─── DATA RECORDS ───

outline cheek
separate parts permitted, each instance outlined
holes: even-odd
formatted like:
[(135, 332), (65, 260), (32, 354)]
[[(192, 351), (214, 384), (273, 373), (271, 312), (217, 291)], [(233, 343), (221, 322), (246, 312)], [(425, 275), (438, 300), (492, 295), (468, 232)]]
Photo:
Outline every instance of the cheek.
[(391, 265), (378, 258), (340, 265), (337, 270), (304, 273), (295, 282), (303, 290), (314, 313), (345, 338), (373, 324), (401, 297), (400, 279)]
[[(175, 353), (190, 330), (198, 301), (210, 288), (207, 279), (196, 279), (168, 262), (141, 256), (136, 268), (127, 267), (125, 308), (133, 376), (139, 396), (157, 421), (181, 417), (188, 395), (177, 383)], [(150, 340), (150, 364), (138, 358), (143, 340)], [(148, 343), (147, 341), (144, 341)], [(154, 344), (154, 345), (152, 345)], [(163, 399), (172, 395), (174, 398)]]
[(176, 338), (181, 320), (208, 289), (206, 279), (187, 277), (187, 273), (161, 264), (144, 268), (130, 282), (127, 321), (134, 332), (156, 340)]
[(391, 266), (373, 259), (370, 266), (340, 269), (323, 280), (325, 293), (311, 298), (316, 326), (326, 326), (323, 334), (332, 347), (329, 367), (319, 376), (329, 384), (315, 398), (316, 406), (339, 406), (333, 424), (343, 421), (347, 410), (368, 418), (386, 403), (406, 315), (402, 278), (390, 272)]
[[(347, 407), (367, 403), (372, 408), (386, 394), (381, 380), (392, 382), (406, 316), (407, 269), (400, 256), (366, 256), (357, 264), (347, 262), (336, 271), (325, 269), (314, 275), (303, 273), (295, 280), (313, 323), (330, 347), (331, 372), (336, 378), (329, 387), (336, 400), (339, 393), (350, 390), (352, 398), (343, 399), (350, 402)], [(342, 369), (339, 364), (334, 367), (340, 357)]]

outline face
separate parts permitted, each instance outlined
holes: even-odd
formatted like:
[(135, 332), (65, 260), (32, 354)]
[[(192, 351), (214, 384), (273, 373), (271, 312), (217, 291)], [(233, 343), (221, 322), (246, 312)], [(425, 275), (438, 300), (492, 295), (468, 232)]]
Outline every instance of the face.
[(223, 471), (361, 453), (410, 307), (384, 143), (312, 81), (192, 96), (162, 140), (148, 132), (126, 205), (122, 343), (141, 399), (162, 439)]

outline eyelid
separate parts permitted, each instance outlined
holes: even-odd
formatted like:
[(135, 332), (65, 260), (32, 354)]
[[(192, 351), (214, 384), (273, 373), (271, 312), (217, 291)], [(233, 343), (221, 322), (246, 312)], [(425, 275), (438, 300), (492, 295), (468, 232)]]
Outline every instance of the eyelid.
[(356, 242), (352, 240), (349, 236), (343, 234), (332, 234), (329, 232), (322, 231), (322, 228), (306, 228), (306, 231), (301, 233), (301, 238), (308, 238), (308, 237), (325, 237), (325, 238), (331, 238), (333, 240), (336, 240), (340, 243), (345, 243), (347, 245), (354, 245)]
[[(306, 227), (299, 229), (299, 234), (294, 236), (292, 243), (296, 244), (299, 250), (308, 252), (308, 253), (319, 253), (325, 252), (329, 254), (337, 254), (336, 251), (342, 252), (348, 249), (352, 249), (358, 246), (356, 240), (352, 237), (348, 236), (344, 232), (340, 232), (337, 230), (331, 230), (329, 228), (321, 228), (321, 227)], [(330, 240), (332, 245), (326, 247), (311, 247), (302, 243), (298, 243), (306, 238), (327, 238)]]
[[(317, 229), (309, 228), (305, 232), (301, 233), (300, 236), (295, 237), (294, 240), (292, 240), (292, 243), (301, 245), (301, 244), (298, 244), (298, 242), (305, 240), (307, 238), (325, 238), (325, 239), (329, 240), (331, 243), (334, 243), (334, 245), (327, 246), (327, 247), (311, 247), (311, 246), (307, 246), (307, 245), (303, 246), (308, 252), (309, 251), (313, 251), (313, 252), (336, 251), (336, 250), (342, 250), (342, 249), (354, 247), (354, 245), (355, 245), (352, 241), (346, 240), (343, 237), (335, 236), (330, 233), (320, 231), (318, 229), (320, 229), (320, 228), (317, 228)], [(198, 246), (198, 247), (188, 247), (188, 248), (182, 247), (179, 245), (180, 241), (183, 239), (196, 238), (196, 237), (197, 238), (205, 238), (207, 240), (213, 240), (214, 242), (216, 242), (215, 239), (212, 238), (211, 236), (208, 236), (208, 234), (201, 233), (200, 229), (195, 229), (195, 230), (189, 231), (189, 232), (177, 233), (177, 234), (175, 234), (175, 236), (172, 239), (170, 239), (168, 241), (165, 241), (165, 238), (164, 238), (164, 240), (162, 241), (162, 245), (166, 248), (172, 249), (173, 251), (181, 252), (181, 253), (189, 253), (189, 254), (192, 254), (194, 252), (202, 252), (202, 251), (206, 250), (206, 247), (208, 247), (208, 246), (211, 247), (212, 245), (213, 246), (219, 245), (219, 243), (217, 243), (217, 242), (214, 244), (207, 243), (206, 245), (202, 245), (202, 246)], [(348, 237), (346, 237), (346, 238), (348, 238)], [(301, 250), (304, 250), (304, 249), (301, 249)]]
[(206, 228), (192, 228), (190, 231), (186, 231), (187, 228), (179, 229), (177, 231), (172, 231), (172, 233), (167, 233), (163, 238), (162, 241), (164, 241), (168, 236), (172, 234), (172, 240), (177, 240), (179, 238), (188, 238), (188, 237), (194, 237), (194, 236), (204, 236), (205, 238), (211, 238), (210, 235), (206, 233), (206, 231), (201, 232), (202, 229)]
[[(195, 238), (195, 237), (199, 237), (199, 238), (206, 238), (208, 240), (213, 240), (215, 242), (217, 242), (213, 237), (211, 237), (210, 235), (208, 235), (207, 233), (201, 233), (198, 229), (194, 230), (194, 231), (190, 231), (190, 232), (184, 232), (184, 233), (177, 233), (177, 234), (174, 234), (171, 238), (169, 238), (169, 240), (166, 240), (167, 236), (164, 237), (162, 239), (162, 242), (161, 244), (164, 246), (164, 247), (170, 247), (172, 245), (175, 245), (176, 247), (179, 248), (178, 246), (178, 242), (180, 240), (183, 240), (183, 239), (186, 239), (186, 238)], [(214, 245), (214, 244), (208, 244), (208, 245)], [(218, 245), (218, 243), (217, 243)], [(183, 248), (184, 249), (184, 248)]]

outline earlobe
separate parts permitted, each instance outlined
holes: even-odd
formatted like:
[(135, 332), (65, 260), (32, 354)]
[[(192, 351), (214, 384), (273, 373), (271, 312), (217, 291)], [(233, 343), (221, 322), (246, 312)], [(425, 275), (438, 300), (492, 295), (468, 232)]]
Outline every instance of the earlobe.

───

WHAT IS EXPECTED = Please copy every line of the material that contains the word "earlobe".

TASK RESULT =
outline earlobe
Outline every instance of the earlobe.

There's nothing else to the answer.